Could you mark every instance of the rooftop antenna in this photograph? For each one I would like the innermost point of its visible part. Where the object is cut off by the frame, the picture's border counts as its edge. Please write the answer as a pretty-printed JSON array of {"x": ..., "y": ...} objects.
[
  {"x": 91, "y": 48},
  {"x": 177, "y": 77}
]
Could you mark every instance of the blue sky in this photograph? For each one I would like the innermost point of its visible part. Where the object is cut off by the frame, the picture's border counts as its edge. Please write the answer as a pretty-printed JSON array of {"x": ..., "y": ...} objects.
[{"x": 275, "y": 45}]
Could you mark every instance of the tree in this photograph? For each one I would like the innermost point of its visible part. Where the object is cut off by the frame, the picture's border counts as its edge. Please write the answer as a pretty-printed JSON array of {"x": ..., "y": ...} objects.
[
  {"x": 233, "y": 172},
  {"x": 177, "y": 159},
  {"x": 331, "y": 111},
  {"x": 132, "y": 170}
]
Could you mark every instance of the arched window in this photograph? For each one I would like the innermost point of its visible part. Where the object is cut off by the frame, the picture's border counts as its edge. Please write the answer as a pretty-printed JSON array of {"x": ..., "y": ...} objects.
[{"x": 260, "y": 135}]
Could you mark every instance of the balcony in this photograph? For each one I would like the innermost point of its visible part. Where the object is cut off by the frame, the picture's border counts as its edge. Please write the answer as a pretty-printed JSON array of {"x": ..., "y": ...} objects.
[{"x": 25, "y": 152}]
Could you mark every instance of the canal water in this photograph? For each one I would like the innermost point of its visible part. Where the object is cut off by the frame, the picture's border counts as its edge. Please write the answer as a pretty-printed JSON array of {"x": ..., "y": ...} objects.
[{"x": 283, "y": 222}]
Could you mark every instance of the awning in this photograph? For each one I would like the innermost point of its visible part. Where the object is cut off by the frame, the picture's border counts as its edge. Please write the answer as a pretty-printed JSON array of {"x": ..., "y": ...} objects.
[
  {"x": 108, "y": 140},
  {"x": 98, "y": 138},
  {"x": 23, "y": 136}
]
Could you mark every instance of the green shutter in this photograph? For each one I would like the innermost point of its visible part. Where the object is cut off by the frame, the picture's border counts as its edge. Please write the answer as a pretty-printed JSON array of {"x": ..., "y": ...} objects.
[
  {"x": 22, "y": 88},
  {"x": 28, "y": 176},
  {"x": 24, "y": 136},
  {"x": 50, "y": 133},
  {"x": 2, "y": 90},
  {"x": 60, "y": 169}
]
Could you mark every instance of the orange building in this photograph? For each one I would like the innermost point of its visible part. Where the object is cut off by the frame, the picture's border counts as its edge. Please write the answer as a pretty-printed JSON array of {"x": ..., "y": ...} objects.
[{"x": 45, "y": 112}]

Directions.
Output the full listing. Match it exactly.

Answer box.
Could you mark every instance of the rooftop antenna in this photograph? For each one I would like the innermost point of its visible part. Where the object is cut off by the frame, the picture's border counts as its edge. Please write the answer as a pretty-printed JSON array of {"x": ..., "y": ...} objects.
[
  {"x": 91, "y": 48},
  {"x": 177, "y": 77}
]
Could you mark every instance of the blue sky in this photograph? For each one I would like the innermost point of its visible part. Where the object is cut off by the frame, the picture's border counts as its edge. Please write the answer as a pretty-printed JSON array of {"x": ..., "y": ...} objects.
[{"x": 275, "y": 45}]
Could you mark every instance of the tree in this photograph? For each one I would like the innermost point of its visible part. Where the object is cut off by the frame, the picture's border counts as its edge. Please write the answer as a pretty-printed JSON array of {"x": ..., "y": ...} objects.
[
  {"x": 233, "y": 172},
  {"x": 177, "y": 159},
  {"x": 331, "y": 111},
  {"x": 132, "y": 170}
]
Could you mark every instance of the arched window in this photograph? For each one I would like the innermost point of its visible part. Where the object is cut off by the frame, the picture's border counts as its edge. Please write the answer as a pretty-printed JSON array of {"x": ..., "y": ...} objects.
[{"x": 260, "y": 135}]
Could you mark every instance of the balcony in this photograph? For each one I would like the innermost point of its visible part. Where the object is cut off by the frame, the picture's border counts as its edge. Please write the answer as a pretty-printed JSON array of {"x": ..., "y": ...} objects.
[{"x": 25, "y": 152}]
Could you mark every instance of the canal water in this photograph? For each one I would like the innermost point of its visible part. Where the object is cut off by the frame, the picture's border counts as its edge. Please write the answer as a pretty-printed JSON array of {"x": ..., "y": ...} objects.
[{"x": 283, "y": 222}]
Could you mark every instance of the awning in this photograph? For each one I would like the innermost point of its visible part. Where the object is cut off by the frame, the picture's border counts as its edge. Please write the answer as a pretty-printed JSON array of {"x": ..., "y": ...} objects.
[
  {"x": 108, "y": 140},
  {"x": 98, "y": 138},
  {"x": 23, "y": 136}
]
Could you mark every instance of the green shutter in this photograph? For each one I would like the innermost point of its visible part. Where the object is cut off by the frame, the picture's border counts as its edge. Please write the answer as a pretty-printed JSON array of {"x": ..., "y": ...} objects.
[
  {"x": 22, "y": 88},
  {"x": 28, "y": 176},
  {"x": 24, "y": 136},
  {"x": 50, "y": 133},
  {"x": 2, "y": 90},
  {"x": 60, "y": 169}
]
Could you mark every instance of the orange building in this photograph? For each one I would like the innermost point of its visible part. Where the object is cut off by the frame, the picture's border counts as its edge. Please write the answer as a pretty-printed JSON array of {"x": ..., "y": ...} objects.
[{"x": 45, "y": 112}]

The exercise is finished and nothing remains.